- _What you should do_
Search each line of the data for the word "below"; copy every line where it is found.

- _The data_
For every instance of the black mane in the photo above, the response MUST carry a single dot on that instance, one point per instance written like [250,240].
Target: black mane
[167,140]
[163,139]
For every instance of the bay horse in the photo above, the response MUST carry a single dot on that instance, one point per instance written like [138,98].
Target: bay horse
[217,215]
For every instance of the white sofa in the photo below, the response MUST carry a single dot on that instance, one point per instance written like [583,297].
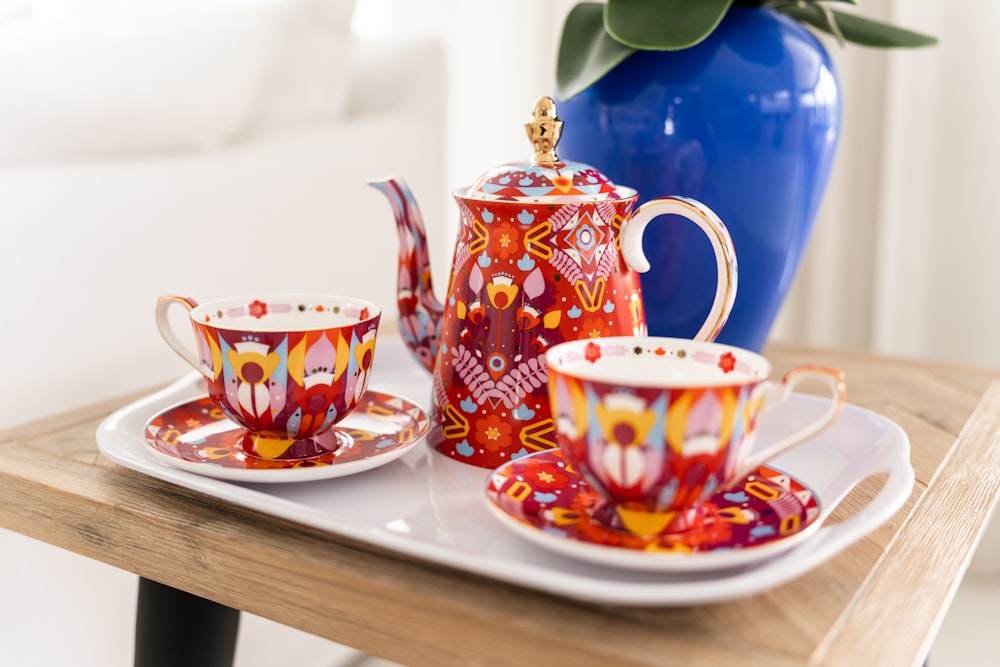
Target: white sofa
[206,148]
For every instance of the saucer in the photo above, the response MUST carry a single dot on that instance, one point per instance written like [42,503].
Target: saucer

...

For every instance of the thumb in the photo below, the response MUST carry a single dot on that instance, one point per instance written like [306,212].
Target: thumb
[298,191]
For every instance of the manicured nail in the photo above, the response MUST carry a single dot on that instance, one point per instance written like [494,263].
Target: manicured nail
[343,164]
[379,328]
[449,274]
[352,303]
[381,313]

- _Written answer_
For every instance of the white sofa in the photo below, the response MUST carry a single dot on that instance, one point per instance written like [583,297].
For every instance of the thumb in the photo below, the response MUST carry a single dot on that instance, one point per instance written like [306,212].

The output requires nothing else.